▸ What is required:
Count the lines in the records that contain the string "ornament", treating case as significant, and give only the number.

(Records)

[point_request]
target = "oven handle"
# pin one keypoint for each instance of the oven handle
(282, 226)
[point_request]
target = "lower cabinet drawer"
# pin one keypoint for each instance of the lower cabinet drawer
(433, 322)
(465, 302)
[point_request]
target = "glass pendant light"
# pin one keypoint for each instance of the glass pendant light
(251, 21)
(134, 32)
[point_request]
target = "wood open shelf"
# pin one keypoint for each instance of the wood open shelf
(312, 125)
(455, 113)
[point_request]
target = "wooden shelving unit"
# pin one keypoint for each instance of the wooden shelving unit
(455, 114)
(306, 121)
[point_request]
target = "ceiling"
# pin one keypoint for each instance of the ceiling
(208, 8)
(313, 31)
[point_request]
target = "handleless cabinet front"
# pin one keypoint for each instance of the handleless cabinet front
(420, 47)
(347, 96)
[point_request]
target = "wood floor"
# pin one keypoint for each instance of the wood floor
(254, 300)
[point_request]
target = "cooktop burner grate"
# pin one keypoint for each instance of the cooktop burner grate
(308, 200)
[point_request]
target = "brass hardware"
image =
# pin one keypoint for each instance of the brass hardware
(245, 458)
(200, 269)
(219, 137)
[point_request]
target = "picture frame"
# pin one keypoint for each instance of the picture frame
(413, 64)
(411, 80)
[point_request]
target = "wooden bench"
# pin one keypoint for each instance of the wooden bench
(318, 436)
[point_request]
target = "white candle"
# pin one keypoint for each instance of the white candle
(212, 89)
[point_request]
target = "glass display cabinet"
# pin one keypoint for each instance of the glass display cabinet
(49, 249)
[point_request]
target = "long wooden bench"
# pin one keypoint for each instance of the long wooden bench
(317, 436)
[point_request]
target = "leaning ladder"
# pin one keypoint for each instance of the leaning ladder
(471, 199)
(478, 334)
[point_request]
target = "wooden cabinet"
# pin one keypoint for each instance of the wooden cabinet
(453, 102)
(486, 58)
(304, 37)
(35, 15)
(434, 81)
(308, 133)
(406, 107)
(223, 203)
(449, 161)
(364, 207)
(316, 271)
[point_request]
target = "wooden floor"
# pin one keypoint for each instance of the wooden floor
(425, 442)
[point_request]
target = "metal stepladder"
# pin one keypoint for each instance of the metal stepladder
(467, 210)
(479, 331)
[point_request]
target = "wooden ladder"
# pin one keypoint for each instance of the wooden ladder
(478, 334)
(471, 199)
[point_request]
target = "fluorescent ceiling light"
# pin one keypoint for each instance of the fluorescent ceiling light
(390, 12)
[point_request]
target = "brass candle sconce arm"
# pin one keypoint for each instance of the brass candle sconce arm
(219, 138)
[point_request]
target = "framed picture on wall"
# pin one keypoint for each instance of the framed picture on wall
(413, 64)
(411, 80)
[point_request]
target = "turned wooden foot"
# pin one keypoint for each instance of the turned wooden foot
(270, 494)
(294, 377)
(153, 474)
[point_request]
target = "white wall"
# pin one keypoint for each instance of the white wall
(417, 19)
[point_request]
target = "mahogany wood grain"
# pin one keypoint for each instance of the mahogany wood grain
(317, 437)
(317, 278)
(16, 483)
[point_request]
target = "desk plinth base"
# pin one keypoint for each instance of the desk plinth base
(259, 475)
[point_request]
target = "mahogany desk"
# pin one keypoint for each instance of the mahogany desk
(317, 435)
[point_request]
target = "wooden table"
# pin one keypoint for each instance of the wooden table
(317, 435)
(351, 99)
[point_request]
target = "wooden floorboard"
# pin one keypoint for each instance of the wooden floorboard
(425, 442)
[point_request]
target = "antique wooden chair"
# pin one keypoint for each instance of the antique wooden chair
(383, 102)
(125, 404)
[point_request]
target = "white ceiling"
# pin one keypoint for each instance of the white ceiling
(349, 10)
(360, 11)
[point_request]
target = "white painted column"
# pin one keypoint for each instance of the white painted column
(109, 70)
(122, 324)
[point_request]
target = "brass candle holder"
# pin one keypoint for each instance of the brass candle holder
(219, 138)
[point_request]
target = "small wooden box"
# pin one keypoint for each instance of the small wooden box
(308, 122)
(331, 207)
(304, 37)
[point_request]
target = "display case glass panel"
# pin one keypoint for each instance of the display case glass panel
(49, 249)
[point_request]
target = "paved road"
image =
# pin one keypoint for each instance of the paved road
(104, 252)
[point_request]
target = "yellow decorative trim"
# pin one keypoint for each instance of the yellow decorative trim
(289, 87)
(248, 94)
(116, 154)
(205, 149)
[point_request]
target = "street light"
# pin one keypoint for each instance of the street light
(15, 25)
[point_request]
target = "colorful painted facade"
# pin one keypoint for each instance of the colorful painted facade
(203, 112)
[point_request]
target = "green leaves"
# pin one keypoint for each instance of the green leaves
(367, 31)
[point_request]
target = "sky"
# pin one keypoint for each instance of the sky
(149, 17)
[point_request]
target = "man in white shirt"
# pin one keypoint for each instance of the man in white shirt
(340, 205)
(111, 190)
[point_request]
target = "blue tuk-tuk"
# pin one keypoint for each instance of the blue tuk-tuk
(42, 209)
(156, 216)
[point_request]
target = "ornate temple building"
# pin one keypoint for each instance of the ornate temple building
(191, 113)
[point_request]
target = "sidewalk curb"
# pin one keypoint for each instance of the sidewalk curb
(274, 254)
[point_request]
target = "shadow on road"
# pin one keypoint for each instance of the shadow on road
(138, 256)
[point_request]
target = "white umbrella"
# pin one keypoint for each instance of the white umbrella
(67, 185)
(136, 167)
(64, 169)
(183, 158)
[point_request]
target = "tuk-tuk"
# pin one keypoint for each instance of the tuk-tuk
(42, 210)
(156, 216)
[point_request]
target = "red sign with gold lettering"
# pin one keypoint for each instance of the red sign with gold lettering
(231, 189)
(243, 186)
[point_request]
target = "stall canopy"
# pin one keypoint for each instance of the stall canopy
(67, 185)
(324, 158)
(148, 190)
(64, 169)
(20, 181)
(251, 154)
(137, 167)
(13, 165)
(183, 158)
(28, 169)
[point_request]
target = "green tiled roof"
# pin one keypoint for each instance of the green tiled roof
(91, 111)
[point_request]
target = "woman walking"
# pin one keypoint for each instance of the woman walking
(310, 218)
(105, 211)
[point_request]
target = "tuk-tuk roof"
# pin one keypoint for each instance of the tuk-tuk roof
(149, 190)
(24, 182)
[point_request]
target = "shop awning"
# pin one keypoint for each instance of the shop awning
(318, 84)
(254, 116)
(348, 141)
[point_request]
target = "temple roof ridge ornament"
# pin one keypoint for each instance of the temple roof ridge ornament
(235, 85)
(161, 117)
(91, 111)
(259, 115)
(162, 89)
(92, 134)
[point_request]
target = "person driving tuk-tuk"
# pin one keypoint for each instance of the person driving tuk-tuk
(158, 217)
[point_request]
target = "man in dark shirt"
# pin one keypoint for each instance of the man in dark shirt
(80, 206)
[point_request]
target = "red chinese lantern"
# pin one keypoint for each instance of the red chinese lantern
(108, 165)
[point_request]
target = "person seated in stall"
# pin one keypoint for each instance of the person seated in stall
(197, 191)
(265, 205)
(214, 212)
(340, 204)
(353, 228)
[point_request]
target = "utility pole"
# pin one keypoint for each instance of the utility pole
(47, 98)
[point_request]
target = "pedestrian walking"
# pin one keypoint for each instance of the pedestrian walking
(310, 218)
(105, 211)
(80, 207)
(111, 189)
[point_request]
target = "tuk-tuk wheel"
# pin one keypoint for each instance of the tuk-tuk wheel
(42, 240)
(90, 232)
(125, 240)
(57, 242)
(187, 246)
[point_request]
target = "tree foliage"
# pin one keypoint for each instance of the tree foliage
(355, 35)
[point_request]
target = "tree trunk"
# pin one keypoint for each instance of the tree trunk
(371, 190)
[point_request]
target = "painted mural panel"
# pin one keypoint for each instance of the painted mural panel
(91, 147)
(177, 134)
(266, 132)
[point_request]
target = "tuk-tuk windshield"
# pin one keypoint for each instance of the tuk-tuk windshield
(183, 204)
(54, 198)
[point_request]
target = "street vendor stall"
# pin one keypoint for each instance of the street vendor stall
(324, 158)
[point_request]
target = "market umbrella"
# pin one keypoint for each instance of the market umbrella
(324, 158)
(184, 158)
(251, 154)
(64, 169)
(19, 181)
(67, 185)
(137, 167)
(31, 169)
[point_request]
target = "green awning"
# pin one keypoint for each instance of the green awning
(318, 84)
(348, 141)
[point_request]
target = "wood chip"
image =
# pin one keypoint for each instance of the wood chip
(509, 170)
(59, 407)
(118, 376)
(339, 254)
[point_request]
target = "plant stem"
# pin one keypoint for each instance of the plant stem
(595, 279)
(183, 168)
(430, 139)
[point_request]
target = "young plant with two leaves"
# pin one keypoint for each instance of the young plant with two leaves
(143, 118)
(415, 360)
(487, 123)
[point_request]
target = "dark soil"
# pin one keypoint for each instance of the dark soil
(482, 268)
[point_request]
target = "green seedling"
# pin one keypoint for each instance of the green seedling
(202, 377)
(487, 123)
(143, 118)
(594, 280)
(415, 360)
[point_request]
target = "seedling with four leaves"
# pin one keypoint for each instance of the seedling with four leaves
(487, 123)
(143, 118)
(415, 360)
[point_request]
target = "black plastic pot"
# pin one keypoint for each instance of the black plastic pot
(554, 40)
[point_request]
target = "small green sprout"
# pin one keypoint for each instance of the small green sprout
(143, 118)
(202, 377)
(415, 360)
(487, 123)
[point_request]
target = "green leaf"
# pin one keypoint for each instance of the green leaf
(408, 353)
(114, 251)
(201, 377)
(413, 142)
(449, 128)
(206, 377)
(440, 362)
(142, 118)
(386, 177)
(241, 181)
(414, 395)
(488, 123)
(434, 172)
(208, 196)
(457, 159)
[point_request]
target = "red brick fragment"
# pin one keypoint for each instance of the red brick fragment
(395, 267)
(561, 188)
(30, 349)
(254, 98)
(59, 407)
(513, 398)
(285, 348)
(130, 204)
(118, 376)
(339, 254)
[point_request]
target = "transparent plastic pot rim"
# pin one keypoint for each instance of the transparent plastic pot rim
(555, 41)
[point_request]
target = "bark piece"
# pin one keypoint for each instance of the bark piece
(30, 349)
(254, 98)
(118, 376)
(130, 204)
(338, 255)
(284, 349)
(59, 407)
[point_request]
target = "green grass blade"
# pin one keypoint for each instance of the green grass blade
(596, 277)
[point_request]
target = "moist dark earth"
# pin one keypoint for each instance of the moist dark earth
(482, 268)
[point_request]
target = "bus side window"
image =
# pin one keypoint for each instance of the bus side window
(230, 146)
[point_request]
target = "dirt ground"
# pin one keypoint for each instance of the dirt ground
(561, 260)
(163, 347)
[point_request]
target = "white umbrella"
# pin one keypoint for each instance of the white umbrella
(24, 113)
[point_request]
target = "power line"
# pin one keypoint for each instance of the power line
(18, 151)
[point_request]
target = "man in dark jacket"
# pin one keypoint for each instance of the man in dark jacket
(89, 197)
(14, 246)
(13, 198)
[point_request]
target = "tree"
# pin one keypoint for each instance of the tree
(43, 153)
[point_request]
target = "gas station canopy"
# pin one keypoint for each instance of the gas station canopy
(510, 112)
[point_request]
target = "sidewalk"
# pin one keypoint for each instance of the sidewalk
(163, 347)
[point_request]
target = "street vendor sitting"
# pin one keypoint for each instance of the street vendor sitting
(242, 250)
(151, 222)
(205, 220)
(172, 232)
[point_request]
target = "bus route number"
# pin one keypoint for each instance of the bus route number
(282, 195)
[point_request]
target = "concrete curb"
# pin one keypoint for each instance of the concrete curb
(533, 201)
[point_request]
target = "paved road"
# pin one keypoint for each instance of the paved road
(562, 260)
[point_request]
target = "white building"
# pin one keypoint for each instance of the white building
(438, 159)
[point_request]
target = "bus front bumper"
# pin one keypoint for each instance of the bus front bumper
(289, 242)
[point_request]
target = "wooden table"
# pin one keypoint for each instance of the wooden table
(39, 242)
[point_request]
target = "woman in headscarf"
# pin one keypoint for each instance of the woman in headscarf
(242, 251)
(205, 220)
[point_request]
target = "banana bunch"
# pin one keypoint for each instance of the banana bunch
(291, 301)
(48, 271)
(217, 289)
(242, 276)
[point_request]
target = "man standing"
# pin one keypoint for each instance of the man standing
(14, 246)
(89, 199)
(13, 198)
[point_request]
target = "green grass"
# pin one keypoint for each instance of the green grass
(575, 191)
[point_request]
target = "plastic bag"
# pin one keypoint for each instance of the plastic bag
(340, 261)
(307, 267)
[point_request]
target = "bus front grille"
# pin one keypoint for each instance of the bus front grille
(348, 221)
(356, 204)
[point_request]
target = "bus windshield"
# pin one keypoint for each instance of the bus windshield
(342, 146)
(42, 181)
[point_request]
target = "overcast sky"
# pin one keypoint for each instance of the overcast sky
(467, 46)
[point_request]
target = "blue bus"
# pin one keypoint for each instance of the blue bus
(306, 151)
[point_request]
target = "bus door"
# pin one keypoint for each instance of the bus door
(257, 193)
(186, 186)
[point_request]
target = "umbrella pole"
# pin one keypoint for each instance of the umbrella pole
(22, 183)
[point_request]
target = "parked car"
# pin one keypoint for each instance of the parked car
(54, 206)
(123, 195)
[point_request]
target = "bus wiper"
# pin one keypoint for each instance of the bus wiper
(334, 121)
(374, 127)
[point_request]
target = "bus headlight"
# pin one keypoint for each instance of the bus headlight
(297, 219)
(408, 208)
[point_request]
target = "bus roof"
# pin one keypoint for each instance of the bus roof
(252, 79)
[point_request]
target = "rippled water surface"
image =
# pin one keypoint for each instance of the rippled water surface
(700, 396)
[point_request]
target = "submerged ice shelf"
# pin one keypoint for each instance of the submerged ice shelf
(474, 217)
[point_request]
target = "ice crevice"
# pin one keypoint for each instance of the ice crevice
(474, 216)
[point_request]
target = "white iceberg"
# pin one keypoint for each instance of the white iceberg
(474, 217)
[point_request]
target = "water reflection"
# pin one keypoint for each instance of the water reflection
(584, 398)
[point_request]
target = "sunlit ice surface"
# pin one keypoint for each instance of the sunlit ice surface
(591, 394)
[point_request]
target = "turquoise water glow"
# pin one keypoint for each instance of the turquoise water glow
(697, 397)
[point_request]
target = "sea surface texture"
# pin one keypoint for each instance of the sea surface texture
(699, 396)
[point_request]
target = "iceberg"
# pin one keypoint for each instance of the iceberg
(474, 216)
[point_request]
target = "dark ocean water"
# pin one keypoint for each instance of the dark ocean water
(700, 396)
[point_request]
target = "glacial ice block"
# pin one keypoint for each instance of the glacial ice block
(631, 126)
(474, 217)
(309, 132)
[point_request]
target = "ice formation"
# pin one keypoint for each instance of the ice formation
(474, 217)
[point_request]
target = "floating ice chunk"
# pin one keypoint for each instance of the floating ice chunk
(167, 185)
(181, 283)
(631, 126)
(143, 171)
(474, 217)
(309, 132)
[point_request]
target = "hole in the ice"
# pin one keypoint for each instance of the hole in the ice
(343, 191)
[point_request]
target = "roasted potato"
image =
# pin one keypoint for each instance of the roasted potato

▸ Task solution:
2